─── Dataset entries

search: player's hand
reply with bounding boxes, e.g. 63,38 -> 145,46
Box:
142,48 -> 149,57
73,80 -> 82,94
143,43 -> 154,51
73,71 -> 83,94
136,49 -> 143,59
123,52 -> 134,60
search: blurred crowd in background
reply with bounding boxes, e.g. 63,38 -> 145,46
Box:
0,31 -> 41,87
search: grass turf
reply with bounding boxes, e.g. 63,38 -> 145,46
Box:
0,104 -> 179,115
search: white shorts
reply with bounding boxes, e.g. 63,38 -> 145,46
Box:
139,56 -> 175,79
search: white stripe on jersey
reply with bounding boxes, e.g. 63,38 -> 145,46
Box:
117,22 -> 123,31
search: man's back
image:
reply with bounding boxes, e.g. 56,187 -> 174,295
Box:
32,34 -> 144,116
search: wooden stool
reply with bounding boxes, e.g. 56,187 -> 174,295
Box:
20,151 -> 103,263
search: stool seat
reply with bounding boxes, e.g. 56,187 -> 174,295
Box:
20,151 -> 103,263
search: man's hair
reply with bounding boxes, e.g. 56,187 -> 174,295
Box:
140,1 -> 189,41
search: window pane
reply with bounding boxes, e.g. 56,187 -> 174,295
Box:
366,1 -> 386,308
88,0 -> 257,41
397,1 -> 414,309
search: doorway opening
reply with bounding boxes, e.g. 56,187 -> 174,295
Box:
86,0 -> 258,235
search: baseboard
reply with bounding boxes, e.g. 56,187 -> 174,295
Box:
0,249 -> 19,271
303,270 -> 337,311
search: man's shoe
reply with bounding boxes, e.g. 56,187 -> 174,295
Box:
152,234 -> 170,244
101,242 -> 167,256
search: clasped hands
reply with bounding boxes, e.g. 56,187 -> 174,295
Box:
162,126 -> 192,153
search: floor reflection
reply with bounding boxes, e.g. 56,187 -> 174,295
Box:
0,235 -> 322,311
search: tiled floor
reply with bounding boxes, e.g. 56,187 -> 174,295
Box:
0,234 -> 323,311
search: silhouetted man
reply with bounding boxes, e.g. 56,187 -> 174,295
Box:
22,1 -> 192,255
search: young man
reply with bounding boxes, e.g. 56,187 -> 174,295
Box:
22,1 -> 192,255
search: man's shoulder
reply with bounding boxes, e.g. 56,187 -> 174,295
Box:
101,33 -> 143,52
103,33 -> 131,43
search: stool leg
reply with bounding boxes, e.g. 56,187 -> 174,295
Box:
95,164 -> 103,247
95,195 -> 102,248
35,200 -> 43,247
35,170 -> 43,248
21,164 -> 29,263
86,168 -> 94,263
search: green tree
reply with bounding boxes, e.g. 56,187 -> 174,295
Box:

──────

*Task objective:*
Search the entries for "stool" and copy each matching line.

*Task response:*
search: wooden stool
search: stool seat
search: stool leg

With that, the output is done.